# WHAT TO DO:
Copy the lines of the data below without any change, from the line containing "Could you kindly segment every instance of the white" through the end of the data.

[Labeled shape data]
## begin
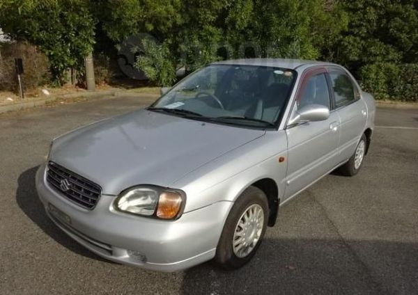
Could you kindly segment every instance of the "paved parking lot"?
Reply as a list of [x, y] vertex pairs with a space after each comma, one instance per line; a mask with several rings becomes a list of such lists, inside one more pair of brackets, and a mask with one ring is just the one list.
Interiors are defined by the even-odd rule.
[[255, 259], [160, 273], [107, 262], [56, 228], [34, 186], [54, 136], [152, 98], [0, 115], [0, 294], [418, 294], [418, 110], [380, 109], [355, 177], [330, 175], [280, 208]]

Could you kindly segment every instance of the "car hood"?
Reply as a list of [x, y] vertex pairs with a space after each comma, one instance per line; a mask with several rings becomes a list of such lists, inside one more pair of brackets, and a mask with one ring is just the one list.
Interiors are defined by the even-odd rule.
[[118, 195], [137, 184], [169, 186], [264, 134], [139, 110], [57, 138], [50, 160]]

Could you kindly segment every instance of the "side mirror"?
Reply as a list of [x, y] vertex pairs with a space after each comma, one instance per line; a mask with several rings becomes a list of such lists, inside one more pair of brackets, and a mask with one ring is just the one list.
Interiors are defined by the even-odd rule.
[[171, 87], [162, 87], [160, 88], [160, 94], [162, 96], [168, 93], [170, 89], [171, 89]]
[[304, 122], [323, 121], [330, 117], [330, 109], [320, 104], [308, 104], [296, 111], [288, 124], [293, 126]]

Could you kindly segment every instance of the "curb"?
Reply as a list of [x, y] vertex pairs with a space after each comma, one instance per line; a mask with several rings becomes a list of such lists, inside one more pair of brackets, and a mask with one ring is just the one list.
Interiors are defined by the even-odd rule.
[[119, 96], [127, 96], [130, 97], [155, 97], [157, 95], [150, 93], [127, 93], [125, 90], [121, 90], [118, 88], [111, 89], [109, 90], [97, 91], [97, 92], [85, 92], [82, 93], [70, 93], [67, 95], [59, 95], [56, 97], [52, 97], [45, 98], [45, 99], [38, 99], [31, 102], [24, 102], [18, 104], [1, 106], [0, 106], [0, 114], [7, 113], [9, 111], [20, 111], [26, 109], [31, 109], [36, 106], [40, 106], [46, 104], [48, 102], [54, 102], [59, 99], [72, 99], [72, 98], [107, 98], [109, 97], [116, 97]]
[[390, 102], [376, 101], [376, 106], [385, 109], [417, 109], [418, 104], [408, 102]]

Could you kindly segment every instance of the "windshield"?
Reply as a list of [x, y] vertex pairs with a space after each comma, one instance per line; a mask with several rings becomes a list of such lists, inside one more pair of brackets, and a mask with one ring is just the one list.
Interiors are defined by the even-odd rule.
[[215, 122], [275, 127], [295, 77], [288, 69], [209, 65], [186, 77], [148, 109]]

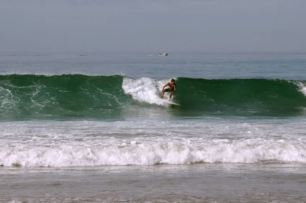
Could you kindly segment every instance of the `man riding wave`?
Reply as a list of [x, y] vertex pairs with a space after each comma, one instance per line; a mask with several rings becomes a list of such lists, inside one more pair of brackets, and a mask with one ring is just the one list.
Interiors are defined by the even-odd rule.
[[[167, 86], [169, 86], [169, 88], [165, 89]], [[174, 79], [171, 79], [171, 82], [167, 83], [167, 84], [164, 85], [163, 89], [162, 89], [162, 96], [161, 98], [164, 98], [164, 94], [165, 92], [170, 92], [170, 96], [169, 98], [170, 99], [172, 95], [176, 91], [176, 84], [175, 84], [175, 80]]]

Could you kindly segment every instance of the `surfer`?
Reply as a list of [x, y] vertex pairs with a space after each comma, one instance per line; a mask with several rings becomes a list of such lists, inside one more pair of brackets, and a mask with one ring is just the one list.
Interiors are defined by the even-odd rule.
[[[165, 89], [165, 88], [167, 86], [169, 86], [170, 88]], [[170, 99], [172, 95], [175, 92], [175, 91], [176, 91], [176, 84], [175, 84], [175, 80], [174, 79], [171, 79], [171, 82], [167, 83], [167, 84], [164, 85], [164, 87], [163, 87], [163, 89], [162, 89], [162, 96], [161, 96], [161, 97], [164, 97], [164, 94], [165, 92], [170, 92], [169, 98]]]

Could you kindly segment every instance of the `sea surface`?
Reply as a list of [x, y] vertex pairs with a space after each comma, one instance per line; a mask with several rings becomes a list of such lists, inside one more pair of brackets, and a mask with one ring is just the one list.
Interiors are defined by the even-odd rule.
[[0, 202], [305, 202], [306, 54], [157, 54], [0, 53]]

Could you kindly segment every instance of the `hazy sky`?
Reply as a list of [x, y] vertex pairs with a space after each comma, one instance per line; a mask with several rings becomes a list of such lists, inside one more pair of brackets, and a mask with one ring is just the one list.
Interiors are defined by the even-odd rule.
[[306, 52], [306, 0], [1, 0], [0, 52]]

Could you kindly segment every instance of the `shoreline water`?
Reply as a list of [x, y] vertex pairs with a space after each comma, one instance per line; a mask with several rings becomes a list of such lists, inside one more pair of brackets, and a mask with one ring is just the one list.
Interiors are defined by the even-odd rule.
[[1, 167], [0, 201], [301, 202], [304, 163]]

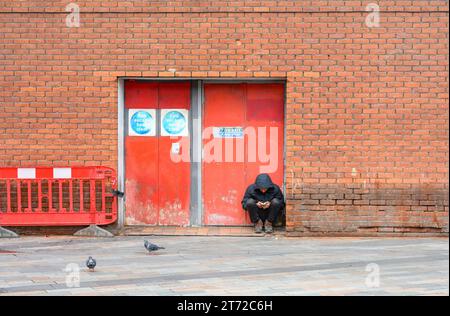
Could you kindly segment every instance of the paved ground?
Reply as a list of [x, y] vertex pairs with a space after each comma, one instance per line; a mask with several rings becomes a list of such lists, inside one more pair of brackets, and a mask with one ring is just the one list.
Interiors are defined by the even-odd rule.
[[449, 295], [446, 238], [143, 239], [1, 239], [0, 295]]

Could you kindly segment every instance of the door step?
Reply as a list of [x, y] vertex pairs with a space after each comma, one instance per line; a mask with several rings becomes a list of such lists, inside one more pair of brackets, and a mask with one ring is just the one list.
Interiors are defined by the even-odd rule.
[[[272, 235], [284, 235], [284, 228], [276, 227]], [[127, 226], [120, 232], [123, 236], [228, 236], [228, 237], [264, 237], [268, 234], [255, 234], [254, 228], [208, 226], [208, 227], [175, 227], [175, 226]]]

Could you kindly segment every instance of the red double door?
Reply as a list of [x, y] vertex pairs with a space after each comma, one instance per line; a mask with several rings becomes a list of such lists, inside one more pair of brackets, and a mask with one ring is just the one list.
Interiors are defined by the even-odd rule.
[[[190, 225], [199, 211], [190, 207], [191, 189], [202, 192], [195, 203], [202, 225], [247, 225], [240, 204], [247, 186], [259, 173], [282, 185], [284, 86], [206, 83], [203, 98], [202, 120], [192, 120], [190, 82], [126, 81], [127, 225]], [[201, 183], [191, 180], [196, 124]]]

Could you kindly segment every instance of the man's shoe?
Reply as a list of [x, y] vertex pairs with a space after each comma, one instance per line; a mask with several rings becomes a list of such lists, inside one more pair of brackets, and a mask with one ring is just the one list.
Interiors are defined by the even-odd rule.
[[262, 222], [262, 220], [259, 220], [259, 221], [255, 224], [255, 233], [261, 234], [261, 233], [262, 233], [262, 227], [263, 227], [263, 222]]
[[266, 221], [266, 224], [264, 225], [265, 231], [268, 234], [272, 234], [273, 233], [273, 226], [272, 223], [269, 221]]

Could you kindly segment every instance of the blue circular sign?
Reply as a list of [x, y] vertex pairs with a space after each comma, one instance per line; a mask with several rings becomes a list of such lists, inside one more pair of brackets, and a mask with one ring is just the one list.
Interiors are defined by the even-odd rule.
[[131, 117], [130, 124], [136, 134], [145, 135], [152, 130], [153, 117], [146, 111], [138, 111]]
[[167, 112], [163, 119], [163, 127], [169, 134], [180, 134], [186, 128], [186, 118], [179, 111]]

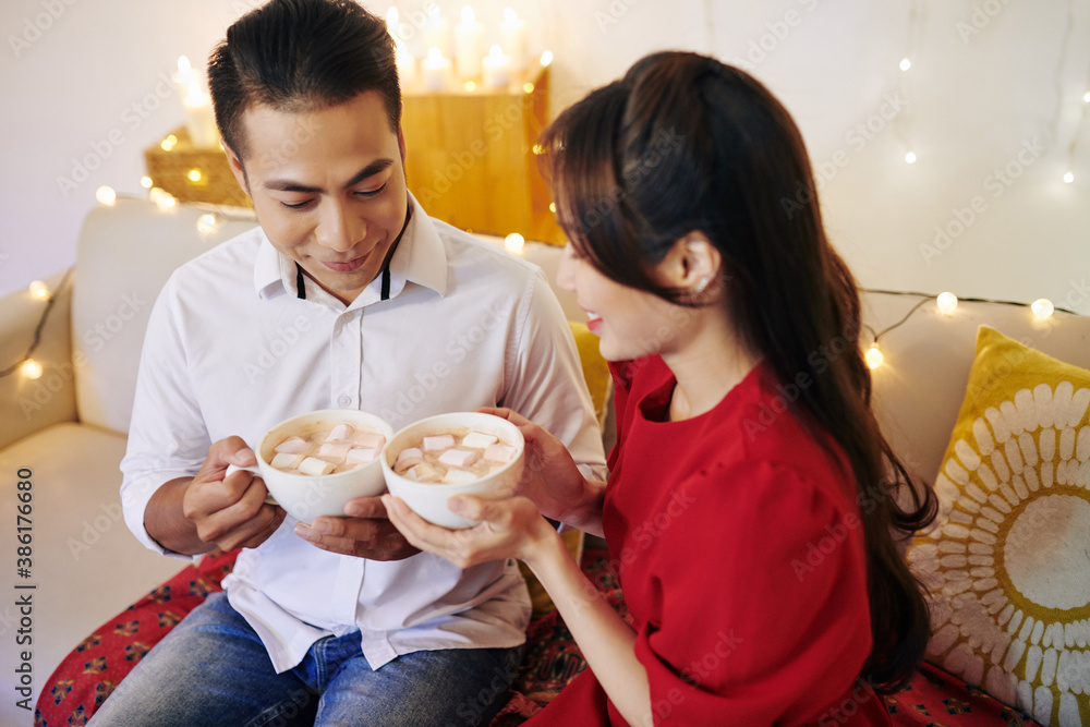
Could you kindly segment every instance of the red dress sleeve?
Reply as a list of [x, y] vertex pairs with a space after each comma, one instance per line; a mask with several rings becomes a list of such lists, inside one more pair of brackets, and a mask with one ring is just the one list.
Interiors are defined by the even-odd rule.
[[[641, 628], [635, 654], [655, 724], [818, 722], [850, 698], [871, 649], [858, 512], [768, 461], [714, 474], [682, 484], [692, 506], [663, 531], [647, 573], [664, 618]], [[881, 720], [861, 724], [888, 724], [873, 706]]]

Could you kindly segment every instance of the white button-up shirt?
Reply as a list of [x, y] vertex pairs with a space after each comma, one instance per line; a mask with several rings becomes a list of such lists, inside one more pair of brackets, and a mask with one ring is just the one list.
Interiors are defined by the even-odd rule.
[[[382, 276], [350, 305], [255, 228], [179, 268], [148, 323], [122, 461], [125, 522], [144, 529], [154, 492], [193, 476], [211, 443], [255, 447], [274, 424], [360, 409], [395, 431], [433, 414], [504, 405], [559, 437], [584, 474], [605, 459], [579, 354], [536, 267], [428, 218], [412, 218]], [[513, 560], [461, 570], [429, 554], [376, 561], [322, 550], [288, 517], [223, 581], [277, 671], [322, 637], [356, 628], [372, 668], [420, 650], [522, 643], [530, 603]]]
## end
# ANSWER TO THIS PROBLEM:
Could you kindly segment every instance of the white button-up shirt?
Reply as a list of [x, y] vertex pairs with a space after each comma, one instance per line; a mask with several rings becomes a list of such lists, inside one more pair of brackets, and a mask with one ring is just the one list.
Interiors are defined by the even-odd rule.
[[[382, 276], [350, 305], [255, 228], [179, 268], [148, 323], [122, 461], [125, 522], [144, 529], [154, 492], [193, 476], [211, 443], [255, 447], [274, 424], [360, 409], [395, 431], [433, 414], [504, 405], [559, 437], [584, 474], [605, 459], [579, 354], [536, 267], [428, 218], [412, 218]], [[513, 560], [461, 570], [429, 554], [376, 561], [322, 550], [288, 517], [223, 581], [277, 671], [322, 637], [356, 628], [372, 668], [420, 650], [522, 643], [530, 603]]]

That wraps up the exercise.